_Page text_:
——————

I am trying to model a 2-level problem using -xtmixed-, but cannot find
the right way to do this from the manual.
Here's the problem: I'm studying hospital resource use for patients
cared for by a group of doctors (call the resource/dependent variable
COST). I have a number of characteristics of the patients that relate
to COST (e.g. age, severity of illness, etc). --->
What I REALLY want to know is the magnitude of the differences among the
physicians. So, for example, an ANOVA (followed by -predict- or
-adjust-) that includes the patient-level indep variables and a
categorical variable representing the different doctors (call it DOCNUM)
shows me (by looking at the coefficient and significance for DOCNUM)
that there are substantial differences among the doctors in COST. OK so
far --->
But now I want to look deeper and evaluate the influence of
characteristics of the doctors themselves (e.g. their years in practice,
board certification status, etc) on COST, i.e. having the information
from the ANOVA I now want to see how much of the differences between the
doctors in COST is "mediated by" these characteristics of the doctors
themselves. Clearly just putting these doctor-level variables into the
ANOVA as if they were patient-level variables is incorrect (as discussed
in many places, e.g. Snijkers & Bosker's book "Multilevel Analysis").

——————

_Supplied data_:
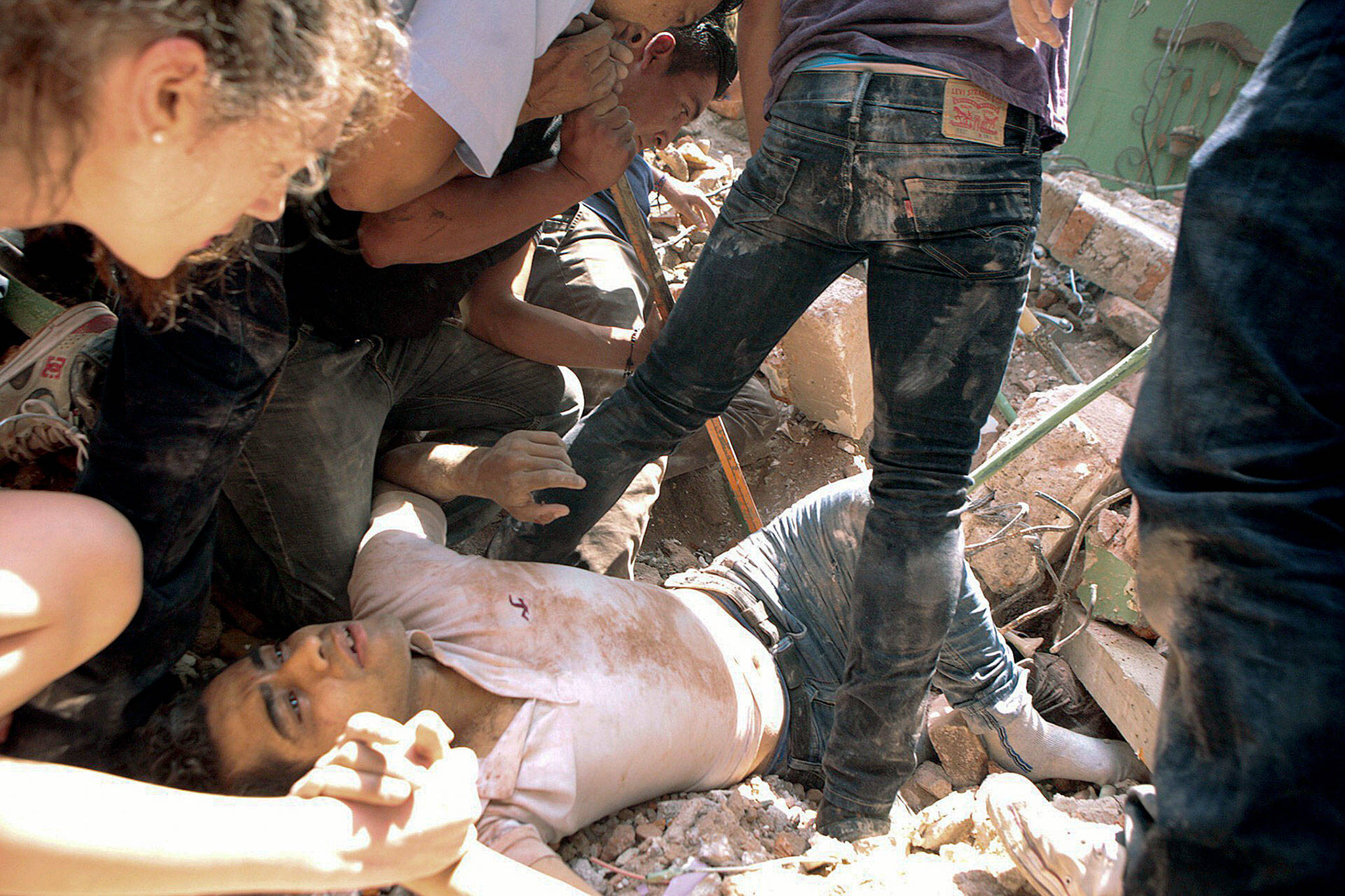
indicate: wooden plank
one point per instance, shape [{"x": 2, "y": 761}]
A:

——————

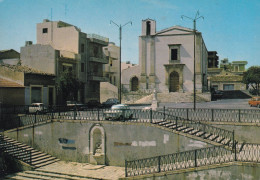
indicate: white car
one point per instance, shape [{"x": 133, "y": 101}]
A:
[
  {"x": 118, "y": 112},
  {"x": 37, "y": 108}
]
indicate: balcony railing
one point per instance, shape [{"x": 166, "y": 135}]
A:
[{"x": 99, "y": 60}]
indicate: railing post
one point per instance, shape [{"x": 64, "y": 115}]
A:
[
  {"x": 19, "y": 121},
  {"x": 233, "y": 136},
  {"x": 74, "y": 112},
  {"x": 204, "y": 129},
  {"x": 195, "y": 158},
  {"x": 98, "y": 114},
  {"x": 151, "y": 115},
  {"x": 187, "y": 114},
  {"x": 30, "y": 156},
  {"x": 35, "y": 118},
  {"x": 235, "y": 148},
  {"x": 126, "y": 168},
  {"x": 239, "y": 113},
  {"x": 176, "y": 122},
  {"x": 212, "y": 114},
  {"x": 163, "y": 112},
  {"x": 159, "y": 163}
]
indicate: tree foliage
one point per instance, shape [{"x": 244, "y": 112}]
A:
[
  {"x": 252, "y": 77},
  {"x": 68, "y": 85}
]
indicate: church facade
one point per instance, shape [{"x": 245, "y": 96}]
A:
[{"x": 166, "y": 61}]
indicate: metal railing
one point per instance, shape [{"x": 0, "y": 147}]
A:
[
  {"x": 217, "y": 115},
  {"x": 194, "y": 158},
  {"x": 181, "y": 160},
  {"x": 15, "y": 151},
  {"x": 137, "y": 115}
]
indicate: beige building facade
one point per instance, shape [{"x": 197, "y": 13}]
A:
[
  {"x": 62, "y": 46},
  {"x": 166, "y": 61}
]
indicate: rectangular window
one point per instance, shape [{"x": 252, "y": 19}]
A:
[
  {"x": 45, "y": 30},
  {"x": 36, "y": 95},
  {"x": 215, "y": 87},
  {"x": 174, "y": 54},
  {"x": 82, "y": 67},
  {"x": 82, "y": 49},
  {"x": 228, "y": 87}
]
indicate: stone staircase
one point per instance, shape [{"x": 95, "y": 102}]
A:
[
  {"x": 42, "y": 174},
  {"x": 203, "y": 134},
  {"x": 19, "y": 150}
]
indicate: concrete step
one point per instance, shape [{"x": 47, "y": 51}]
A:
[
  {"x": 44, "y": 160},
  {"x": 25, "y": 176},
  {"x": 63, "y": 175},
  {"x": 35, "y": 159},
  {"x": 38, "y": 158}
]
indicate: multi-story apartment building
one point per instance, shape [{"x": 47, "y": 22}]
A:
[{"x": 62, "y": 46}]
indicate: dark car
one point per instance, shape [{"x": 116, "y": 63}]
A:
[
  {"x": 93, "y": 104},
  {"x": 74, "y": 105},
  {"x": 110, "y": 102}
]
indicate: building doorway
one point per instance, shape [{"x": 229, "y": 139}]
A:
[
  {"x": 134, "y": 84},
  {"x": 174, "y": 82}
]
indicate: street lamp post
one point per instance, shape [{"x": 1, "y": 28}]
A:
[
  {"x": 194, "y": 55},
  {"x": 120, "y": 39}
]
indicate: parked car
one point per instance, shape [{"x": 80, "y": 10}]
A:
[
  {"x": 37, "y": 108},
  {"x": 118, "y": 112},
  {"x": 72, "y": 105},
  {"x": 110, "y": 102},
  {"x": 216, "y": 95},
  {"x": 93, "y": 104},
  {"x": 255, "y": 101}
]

——————

_Assignment 1_: Translate into French the following sentence from the post on modeling physician differences in hospital cost: "What I REALLY want to know is the magnitude of the differences among the physicians."
_Assignment 2_: Reproduce the portion of the post on modeling physician differences in hospital cost that lies between "Here's the problem: I'm" and "significance for DOCNUM)", inclusive.

_Solution 1_: Ce que je veux VRAIMENT savoir, c'est l'ampleur des différences entre les médecins.

_Solution 2_:
Here's the problem: I'm studying hospital resource use for patients
cared for by a group of doctors (call the resource/dependent variable
COST). I have a number of characteristics of the patients that relate
to COST (e.g. age, severity of illness, etc). --->
What I REALLY want to know is the magnitude of the differences among the
physicians. So, for example, an ANOVA (followed by -predict- or
-adjust-) that includes the patient-level indep variables and a
categorical variable representing the different doctors (call it DOCNUM)
shows me (by looking at the coefficient and significance for DOCNUM)